This is documentation for version 2.13.0. See the latest version.
Investigating Failure Causes with Logs
Problem Definition
Goal: Identify the cause and take action when some nodes fail during workflow execution.
When executing workflows across multiple nodes, only some nodes may fail. Since console output flows by, it's difficult to investigate later "which node failed" and "why it failed."
Using the log database makes it easy to identify failed nodes and confirm error details.
How to do it
Check Failure in Session List
./actor_iac.java log-info --db ./actor-iac-logs --since 1h
Sessions:
================================================================================
#5 main-collect-sysinfo PARTIAL
Inventory: inventory.ini
Started: 2026-01-15T10:00:00+09:00
--------------------------------------------------------------------------------
The status is PARTIAL (partial failure).
Check Which Nodes Failed
./actor_iac.java log-info --db ./actor-iac-logs --session 5 --list-actors
Nodes in session #5 (main-collect-sysinfo):
======================================================================
NODE_ID STATUS LOG_LINES
----------------------------------------------------------------------
node-node13 COMPLETED 57
node-node14 COMPLETED 57
node-node15 COMPLETED 57
node-node21 FAILED 3
node-node22 FAILED 2
node-node23 COMPLETED 57
======================================================================
Total: 6 nodes
node-node21 and node-node22 are FAILED, and LOG_LINES is extremely low.
Check Error Details for Failed Nodes
./actor_iac.java log-info --db ./actor-iac-logs --session 5 --node node-node21
Logs for node: node-node21
================================================================================
[2026-01-15T10:00:01+09:00] INFO [node-node21] Connecting to 192.168.5.21...
[2026-01-15T10:00:01+09:00] ERROR [node-node21] SSH connection failed: Connection refused
[2026-01-15T10:00:01+09:00] ERROR [node-node21] Workflow execution aborted
================================================================================
Total: 3 lines
./actor_iac.java log-info --db ./actor-iac-logs --session 5 --node node-node22
Logs for node: node-node22
================================================================================
[2026-01-15T10:00:01+09:00] INFO [node-node22] Connecting to 192.168.5.22...
[2026-01-15T10:00:31+09:00] ERROR [node-node22] SSH connection failed: Connection timed out
================================================================================
Total: 2 lines
Remediation and Re-execution
Now that the problems have been identified, address them:
node21: Start the SSH server (sudo systemctl start sshd)node22: Check network connection or firewall settings
After remediation, re-execute the workflow.
Under the hood
Session Status
The status column in the sessions table contains the following values:
| Status | Description |
|---|---|
RUNNING | Currently executing |
COMPLETED | All nodes succeeded |
PARTIAL | Some nodes failed |
FAILED | All nodes failed |
Node Status
The status column in the node_results table contains the following values:
| Status | Description |
|---|---|
COMPLETED | Completed successfully |
FAILED | Failed (reason recorded in reason column) |
Common Error Messages
| Error Message | Cause | Remedy |
|---|---|---|
Connection refused | SSH server not running | sudo systemctl start sshd |
Connection timed out | Network unreachable or firewall | Check network settings |
Authentication failed | Invalid credentials | Check SSH key or password |
Host key verification failed | Host key changed | Remove entry from ~/.ssh/known_hosts |
Problem Identification by LOG_LINES
The LOG_LINES count shown by --list-actors can indicate when failure occurred:
| LOG_LINES | Estimated Failure Timing |
|---|---|
| 0-5 lines | Failed at SSH connection stage |
| 10-30 lines | Failed during workflow execution |
| Similar to normal nodes | Failed near final step |

■ **Written request 1**:
Answer these questions from the failure-investigation guide, one line each:
(a) Which session status means that some nodes failed?
(b) Which IP address did node-node22 try to connect to?
(c) What failure timing is estimated for a LOG_LINES count of 0-5 lines?
■ **Written request 2**: Write out a passage of the failure-investigation guide word for word, starting at "Check Error Details" and ending at "Connecting to 192.168.5.22...".

■ **Data section**:
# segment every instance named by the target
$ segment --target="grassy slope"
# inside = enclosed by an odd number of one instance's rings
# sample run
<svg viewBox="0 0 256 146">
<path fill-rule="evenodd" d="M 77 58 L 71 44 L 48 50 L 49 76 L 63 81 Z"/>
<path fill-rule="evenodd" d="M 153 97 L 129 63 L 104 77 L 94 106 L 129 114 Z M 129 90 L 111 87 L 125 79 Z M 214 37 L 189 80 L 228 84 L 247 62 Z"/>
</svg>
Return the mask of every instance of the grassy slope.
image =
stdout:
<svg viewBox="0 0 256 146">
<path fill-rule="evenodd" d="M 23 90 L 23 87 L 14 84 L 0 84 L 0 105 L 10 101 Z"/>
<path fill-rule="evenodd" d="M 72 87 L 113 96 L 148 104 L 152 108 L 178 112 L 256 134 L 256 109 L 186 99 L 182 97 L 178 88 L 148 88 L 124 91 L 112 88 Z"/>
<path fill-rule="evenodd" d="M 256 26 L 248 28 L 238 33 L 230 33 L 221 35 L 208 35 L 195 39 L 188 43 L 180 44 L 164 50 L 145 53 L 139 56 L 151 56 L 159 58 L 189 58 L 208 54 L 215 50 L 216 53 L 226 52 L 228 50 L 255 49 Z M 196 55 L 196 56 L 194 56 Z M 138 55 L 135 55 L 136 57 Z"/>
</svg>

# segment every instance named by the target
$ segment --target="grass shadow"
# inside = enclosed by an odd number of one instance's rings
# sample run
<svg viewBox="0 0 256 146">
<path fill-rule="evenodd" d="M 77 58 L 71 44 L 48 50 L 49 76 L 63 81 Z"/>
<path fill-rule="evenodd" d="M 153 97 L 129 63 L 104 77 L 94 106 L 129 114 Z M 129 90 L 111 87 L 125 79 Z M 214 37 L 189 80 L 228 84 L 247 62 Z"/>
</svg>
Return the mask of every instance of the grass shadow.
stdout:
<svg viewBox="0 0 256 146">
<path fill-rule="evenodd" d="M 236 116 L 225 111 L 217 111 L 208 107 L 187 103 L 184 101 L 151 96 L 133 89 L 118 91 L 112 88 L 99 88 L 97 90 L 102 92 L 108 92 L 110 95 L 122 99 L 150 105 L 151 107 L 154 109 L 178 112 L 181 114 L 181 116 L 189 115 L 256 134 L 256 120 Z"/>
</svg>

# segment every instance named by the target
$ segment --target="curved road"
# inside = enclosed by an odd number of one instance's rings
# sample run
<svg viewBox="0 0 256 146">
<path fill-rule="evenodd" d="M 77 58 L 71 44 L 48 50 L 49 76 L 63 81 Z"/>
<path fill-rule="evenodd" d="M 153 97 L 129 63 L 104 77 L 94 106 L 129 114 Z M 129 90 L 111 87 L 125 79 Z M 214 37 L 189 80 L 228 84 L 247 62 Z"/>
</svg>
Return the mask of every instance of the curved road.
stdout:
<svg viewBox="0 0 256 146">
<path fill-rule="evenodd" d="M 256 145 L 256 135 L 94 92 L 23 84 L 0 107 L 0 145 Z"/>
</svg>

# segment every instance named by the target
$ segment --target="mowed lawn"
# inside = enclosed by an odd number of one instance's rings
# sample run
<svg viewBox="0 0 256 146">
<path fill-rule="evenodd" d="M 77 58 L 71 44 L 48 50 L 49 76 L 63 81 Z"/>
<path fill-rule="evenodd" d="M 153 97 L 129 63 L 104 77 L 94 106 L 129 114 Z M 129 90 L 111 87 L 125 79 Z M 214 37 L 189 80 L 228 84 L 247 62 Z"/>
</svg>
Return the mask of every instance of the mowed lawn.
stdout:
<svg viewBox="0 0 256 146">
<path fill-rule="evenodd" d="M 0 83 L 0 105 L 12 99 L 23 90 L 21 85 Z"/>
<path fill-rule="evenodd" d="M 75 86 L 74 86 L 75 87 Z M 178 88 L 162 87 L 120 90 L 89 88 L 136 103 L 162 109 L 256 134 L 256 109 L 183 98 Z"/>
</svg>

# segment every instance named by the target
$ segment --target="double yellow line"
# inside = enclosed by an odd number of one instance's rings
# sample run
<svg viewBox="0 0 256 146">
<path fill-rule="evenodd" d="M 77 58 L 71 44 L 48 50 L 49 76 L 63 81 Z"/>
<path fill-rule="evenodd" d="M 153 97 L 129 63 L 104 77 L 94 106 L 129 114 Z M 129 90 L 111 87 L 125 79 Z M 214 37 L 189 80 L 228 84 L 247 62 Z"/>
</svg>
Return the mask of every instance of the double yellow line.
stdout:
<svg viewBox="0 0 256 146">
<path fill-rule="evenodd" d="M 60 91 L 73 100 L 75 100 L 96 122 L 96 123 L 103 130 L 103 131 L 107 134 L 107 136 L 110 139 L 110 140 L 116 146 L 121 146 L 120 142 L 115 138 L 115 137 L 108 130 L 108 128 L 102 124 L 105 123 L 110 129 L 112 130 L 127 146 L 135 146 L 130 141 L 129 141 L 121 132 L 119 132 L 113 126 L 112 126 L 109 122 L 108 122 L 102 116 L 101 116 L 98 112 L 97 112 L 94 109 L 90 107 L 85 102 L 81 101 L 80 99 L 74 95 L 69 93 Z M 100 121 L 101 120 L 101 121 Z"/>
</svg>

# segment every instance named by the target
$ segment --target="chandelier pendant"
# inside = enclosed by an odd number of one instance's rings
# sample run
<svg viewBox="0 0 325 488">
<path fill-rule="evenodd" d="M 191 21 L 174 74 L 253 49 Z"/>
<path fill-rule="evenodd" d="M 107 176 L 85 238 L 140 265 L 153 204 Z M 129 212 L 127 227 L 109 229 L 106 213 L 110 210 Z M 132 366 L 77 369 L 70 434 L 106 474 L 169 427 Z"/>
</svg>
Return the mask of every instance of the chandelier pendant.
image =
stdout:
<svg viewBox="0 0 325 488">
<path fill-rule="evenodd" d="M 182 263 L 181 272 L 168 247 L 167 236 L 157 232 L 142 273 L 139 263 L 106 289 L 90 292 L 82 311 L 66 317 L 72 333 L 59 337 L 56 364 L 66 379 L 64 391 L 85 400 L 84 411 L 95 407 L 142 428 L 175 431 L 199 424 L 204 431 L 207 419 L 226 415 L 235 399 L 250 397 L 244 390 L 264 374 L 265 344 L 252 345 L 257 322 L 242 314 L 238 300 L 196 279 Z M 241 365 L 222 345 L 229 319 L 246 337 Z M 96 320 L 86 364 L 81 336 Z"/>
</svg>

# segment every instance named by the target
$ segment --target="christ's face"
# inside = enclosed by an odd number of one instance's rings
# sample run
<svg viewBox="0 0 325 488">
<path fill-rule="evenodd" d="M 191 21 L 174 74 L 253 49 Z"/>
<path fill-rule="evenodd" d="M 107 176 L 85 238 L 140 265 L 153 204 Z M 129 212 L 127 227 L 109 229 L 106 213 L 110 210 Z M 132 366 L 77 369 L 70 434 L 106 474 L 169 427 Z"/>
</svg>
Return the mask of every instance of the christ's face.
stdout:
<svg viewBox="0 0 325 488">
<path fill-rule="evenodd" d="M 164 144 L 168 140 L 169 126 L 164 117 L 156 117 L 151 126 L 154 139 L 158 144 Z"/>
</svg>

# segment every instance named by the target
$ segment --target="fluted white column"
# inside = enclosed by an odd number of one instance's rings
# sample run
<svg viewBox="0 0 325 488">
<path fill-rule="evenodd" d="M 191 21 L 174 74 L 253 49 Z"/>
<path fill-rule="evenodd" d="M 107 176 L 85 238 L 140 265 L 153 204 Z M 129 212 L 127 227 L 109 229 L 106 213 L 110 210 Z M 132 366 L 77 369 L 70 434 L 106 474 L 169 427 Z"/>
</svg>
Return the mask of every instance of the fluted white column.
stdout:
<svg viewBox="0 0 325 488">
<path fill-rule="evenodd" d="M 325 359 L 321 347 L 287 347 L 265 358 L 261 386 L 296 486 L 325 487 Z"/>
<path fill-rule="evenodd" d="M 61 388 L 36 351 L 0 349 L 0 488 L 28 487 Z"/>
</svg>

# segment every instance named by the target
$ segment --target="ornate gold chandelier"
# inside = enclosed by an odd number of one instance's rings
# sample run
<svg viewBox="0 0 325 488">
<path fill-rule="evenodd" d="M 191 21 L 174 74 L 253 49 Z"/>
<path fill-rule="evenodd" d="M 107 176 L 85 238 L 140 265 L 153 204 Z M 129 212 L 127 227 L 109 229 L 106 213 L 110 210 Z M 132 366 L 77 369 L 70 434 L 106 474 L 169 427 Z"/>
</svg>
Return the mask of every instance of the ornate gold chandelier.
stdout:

■ **Right answer 1**:
(a) PARTIAL
(b) 192.168.5.22
(c) Failed at SSH connection stage

■ **Right answer 2**:
Check Error Details for Failed Nodes
./actor_iac.java log-info --db ./actor-iac-logs --session 5 --node node-node21
Logs for node: node-node21
================================================================================
[2026-01-15T10:00:01+09:00] INFO [node-node21] Connecting to 192.168.5.21...
[2026-01-15T10:00:01+09:00] ERROR [node-node21] SSH connection failed: Connection refused
[2026-01-15T10:00:01+09:00] ERROR [node-node21] Workflow execution aborted
================================================================================
Total: 3 lines
./actor_iac.java log-info --db ./actor-iac-logs --session 5 --node node-node22
Logs for node: node-node22
================================================================================
[2026-01-15T10:00:01+09:00] INFO [node-node22] Connecting to 192.168.5.22...